Only the lines that contain the string "blue" belong in the answer; pull them from the records.

──────── Extracted information ────────

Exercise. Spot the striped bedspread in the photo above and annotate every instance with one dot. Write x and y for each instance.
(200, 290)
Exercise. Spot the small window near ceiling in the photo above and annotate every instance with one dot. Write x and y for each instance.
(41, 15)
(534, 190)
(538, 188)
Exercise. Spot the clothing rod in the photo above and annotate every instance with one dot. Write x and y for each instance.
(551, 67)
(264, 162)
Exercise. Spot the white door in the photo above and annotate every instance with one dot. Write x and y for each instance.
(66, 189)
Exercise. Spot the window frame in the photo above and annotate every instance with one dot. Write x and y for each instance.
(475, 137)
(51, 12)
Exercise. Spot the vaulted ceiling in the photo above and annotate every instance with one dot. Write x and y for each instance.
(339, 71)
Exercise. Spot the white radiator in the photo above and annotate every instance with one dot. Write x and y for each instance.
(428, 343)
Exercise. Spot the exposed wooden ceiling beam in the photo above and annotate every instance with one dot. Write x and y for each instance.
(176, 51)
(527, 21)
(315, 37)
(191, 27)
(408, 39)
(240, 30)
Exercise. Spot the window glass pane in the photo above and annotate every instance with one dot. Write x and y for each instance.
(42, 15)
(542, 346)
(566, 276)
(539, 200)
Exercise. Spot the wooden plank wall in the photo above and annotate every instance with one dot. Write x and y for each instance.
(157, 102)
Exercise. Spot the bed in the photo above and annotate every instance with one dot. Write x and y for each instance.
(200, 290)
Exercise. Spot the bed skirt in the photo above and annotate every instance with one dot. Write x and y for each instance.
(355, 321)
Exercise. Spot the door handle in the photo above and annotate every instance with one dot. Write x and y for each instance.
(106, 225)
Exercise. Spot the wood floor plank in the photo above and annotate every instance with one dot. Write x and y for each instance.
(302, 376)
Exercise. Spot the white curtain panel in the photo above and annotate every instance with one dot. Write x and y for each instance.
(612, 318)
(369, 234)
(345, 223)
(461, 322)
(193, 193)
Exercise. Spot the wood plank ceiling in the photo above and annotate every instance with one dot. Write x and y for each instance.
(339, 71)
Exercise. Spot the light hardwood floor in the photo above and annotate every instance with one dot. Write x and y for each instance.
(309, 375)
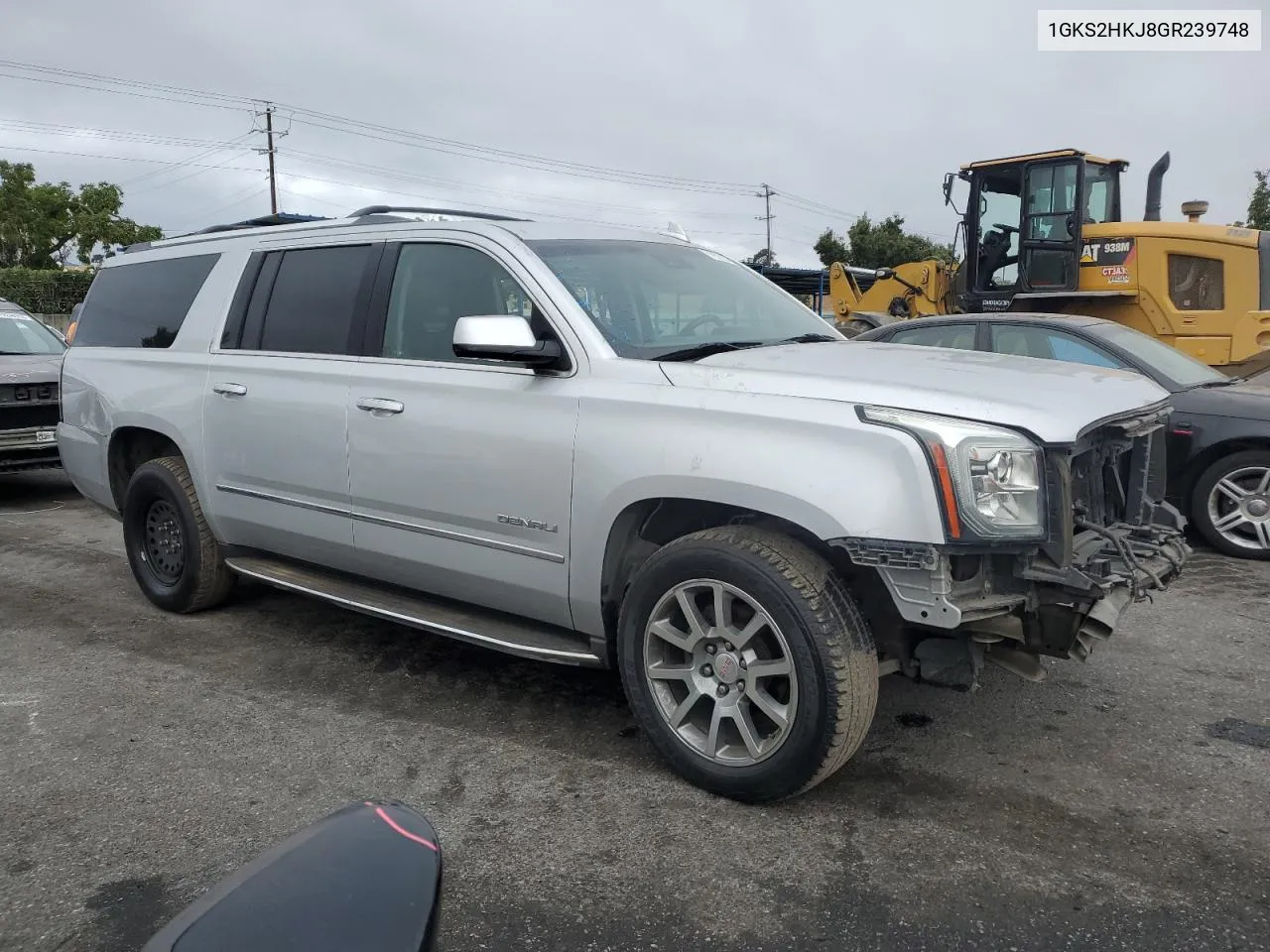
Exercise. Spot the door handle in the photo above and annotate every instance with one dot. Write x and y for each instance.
(377, 405)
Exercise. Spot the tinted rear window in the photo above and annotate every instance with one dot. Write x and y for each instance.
(144, 303)
(314, 299)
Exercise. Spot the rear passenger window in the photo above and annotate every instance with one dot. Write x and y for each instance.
(1196, 284)
(436, 285)
(143, 303)
(314, 299)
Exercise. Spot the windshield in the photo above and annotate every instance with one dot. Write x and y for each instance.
(651, 298)
(1164, 359)
(21, 334)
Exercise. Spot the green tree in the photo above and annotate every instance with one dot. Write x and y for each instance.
(830, 248)
(44, 225)
(1259, 206)
(879, 245)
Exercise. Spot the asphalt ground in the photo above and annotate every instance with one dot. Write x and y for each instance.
(1124, 803)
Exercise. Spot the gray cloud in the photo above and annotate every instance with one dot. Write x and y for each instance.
(860, 108)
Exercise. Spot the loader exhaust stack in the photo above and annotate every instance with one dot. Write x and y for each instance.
(1155, 182)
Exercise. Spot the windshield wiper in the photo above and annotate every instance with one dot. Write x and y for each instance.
(707, 349)
(806, 339)
(716, 347)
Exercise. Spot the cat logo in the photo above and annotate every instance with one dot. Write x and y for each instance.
(1106, 252)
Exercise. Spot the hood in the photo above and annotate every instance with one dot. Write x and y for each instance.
(31, 368)
(1049, 399)
(1246, 400)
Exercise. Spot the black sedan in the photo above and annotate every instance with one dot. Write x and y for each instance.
(1219, 435)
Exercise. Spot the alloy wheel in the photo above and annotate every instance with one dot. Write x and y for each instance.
(720, 671)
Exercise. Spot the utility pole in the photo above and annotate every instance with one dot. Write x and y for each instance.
(271, 151)
(766, 194)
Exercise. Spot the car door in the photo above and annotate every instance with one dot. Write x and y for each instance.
(276, 403)
(461, 471)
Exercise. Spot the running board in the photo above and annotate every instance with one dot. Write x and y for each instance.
(477, 626)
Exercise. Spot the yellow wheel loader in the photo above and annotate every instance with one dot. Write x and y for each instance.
(1044, 232)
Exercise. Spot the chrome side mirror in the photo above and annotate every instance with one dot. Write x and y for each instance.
(503, 336)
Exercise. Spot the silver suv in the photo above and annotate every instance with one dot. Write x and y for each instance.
(616, 449)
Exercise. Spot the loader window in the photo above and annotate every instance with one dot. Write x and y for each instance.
(1100, 194)
(1051, 200)
(1196, 284)
(1000, 208)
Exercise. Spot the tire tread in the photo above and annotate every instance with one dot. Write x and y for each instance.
(839, 633)
(214, 579)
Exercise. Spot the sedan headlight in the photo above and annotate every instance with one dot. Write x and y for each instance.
(988, 477)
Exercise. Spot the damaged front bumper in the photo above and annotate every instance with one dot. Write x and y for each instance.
(962, 610)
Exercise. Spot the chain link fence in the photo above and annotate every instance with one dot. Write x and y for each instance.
(45, 293)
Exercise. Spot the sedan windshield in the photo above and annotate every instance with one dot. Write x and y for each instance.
(21, 334)
(1166, 361)
(653, 299)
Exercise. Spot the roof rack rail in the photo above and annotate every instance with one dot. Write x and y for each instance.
(263, 221)
(417, 209)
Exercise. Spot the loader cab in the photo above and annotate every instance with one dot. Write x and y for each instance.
(1024, 218)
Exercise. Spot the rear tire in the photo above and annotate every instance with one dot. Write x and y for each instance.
(173, 555)
(785, 608)
(1234, 527)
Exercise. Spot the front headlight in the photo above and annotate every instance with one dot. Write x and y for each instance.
(988, 477)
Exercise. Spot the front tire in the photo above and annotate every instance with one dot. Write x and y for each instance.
(1230, 504)
(747, 662)
(172, 551)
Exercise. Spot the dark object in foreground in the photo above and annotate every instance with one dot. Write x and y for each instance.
(366, 878)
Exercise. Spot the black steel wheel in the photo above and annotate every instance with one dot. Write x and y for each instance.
(172, 551)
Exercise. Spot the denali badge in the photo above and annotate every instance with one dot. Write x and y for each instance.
(527, 524)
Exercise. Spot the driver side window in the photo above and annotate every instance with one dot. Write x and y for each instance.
(1049, 345)
(434, 286)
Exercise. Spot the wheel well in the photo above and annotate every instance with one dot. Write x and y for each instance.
(1210, 454)
(130, 447)
(648, 525)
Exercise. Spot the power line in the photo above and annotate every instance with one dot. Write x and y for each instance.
(271, 150)
(366, 130)
(766, 194)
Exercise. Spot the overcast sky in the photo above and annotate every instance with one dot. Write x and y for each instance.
(858, 108)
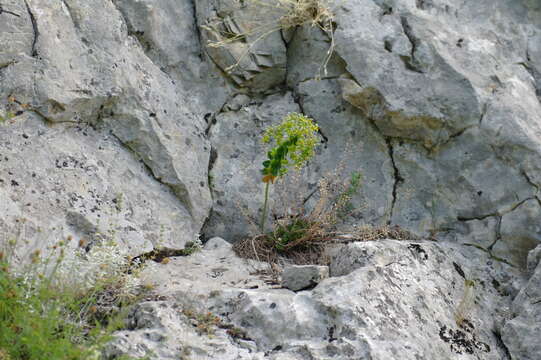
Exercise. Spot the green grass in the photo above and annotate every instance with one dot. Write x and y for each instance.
(40, 318)
(34, 321)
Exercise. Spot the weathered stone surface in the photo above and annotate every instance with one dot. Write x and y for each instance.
(381, 293)
(160, 330)
(258, 60)
(115, 105)
(300, 277)
(75, 181)
(69, 70)
(521, 333)
(235, 169)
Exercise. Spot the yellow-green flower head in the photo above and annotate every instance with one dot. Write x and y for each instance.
(303, 130)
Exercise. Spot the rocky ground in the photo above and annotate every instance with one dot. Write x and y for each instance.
(119, 121)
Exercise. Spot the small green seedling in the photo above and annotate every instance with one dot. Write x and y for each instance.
(295, 140)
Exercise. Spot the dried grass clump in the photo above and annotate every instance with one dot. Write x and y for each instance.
(302, 238)
(291, 14)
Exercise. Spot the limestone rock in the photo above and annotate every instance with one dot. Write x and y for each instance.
(299, 277)
(380, 293)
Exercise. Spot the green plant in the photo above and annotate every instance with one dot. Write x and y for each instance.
(48, 313)
(295, 139)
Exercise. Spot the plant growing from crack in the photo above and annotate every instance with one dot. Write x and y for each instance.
(290, 14)
(295, 139)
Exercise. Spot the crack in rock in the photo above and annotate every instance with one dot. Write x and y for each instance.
(34, 28)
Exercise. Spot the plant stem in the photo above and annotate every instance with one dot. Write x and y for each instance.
(264, 215)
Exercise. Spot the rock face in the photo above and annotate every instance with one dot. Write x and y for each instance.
(120, 119)
(380, 294)
(300, 277)
(99, 120)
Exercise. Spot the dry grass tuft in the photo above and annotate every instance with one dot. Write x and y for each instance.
(291, 14)
(301, 237)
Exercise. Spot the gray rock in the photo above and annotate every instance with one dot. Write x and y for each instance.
(300, 277)
(257, 61)
(79, 183)
(235, 169)
(75, 66)
(521, 333)
(381, 292)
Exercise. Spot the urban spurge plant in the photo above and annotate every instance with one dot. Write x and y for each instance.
(295, 139)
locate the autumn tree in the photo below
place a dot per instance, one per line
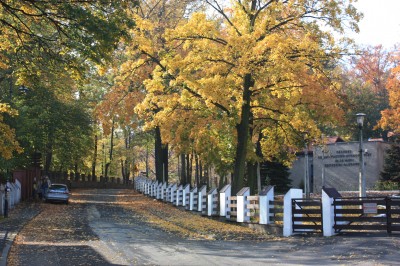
(365, 88)
(8, 142)
(391, 116)
(144, 51)
(262, 66)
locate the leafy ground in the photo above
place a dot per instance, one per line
(187, 224)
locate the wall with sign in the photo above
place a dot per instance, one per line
(337, 165)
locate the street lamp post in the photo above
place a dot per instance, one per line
(362, 189)
(306, 167)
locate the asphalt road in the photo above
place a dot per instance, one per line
(98, 229)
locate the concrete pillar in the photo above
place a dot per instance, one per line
(224, 196)
(293, 193)
(211, 202)
(265, 196)
(185, 194)
(192, 195)
(241, 205)
(202, 192)
(328, 210)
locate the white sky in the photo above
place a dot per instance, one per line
(381, 23)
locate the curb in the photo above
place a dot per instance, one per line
(8, 241)
(21, 217)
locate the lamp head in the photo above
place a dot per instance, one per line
(360, 119)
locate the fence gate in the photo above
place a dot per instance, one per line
(307, 215)
(367, 214)
(276, 210)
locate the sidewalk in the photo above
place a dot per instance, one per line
(10, 226)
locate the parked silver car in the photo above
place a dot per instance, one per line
(58, 192)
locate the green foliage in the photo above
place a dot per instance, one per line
(276, 174)
(391, 168)
(60, 128)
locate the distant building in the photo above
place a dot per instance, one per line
(337, 163)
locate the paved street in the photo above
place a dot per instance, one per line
(99, 227)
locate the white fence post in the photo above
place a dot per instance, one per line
(192, 199)
(185, 194)
(224, 196)
(293, 193)
(328, 210)
(212, 202)
(265, 196)
(1, 199)
(200, 194)
(173, 193)
(241, 205)
(179, 193)
(154, 190)
(163, 190)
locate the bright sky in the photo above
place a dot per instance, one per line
(381, 22)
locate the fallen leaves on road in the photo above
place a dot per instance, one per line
(186, 223)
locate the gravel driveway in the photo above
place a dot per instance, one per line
(121, 227)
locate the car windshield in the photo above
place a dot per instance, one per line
(60, 188)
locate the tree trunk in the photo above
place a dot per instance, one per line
(189, 168)
(158, 155)
(184, 178)
(165, 161)
(94, 156)
(161, 158)
(242, 137)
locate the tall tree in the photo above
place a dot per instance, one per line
(391, 116)
(140, 55)
(8, 141)
(264, 59)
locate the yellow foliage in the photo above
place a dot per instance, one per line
(8, 143)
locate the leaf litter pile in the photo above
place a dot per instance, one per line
(184, 223)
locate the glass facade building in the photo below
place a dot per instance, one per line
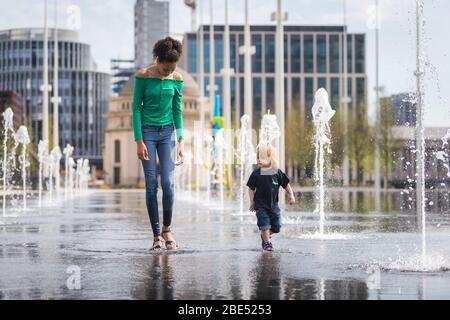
(151, 23)
(84, 92)
(313, 58)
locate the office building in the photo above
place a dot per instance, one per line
(84, 92)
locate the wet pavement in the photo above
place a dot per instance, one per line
(105, 238)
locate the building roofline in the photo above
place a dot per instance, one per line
(272, 28)
(38, 34)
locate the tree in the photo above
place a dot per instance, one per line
(361, 142)
(298, 133)
(387, 140)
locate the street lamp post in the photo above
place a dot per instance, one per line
(56, 99)
(227, 72)
(280, 17)
(345, 101)
(201, 80)
(45, 88)
(378, 115)
(212, 62)
(247, 50)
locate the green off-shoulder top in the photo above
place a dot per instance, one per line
(157, 102)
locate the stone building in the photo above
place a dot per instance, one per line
(121, 164)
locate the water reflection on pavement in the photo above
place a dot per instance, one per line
(106, 234)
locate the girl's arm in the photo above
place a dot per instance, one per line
(251, 194)
(291, 196)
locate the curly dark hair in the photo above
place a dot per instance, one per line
(168, 50)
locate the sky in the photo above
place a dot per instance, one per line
(108, 26)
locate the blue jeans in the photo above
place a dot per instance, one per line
(268, 220)
(161, 140)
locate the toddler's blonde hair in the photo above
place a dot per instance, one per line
(267, 156)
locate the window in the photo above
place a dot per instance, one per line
(308, 54)
(241, 56)
(322, 83)
(296, 93)
(233, 52)
(359, 54)
(257, 100)
(334, 94)
(295, 54)
(334, 54)
(270, 53)
(218, 47)
(192, 47)
(117, 151)
(206, 52)
(360, 91)
(257, 57)
(321, 54)
(270, 94)
(309, 96)
(116, 175)
(241, 96)
(349, 53)
(286, 53)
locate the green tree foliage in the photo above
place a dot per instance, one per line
(361, 142)
(387, 140)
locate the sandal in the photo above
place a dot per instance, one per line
(263, 242)
(157, 244)
(170, 244)
(268, 246)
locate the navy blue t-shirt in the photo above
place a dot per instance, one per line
(267, 184)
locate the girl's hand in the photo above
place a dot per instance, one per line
(142, 150)
(291, 199)
(180, 153)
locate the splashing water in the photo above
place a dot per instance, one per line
(219, 145)
(246, 156)
(322, 114)
(42, 155)
(209, 148)
(8, 126)
(68, 151)
(56, 159)
(23, 138)
(416, 263)
(420, 130)
(270, 130)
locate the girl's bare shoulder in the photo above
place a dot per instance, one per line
(146, 72)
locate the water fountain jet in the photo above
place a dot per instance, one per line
(322, 114)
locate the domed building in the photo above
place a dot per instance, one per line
(121, 164)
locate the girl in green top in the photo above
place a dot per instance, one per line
(157, 112)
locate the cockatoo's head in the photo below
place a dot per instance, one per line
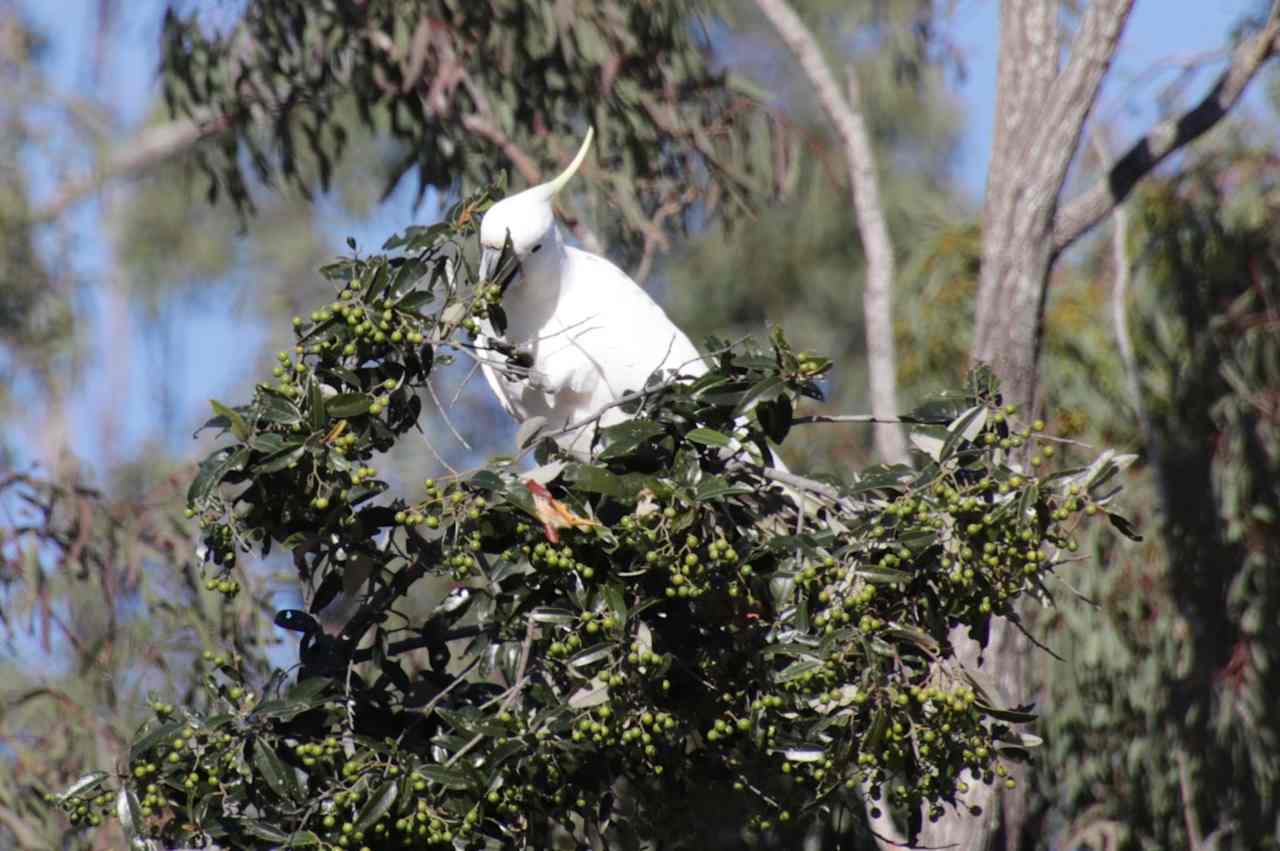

────────

| Answer to the exercise |
locate the blue jeans in the photo above
locate the navy blue t-shirt in the photo above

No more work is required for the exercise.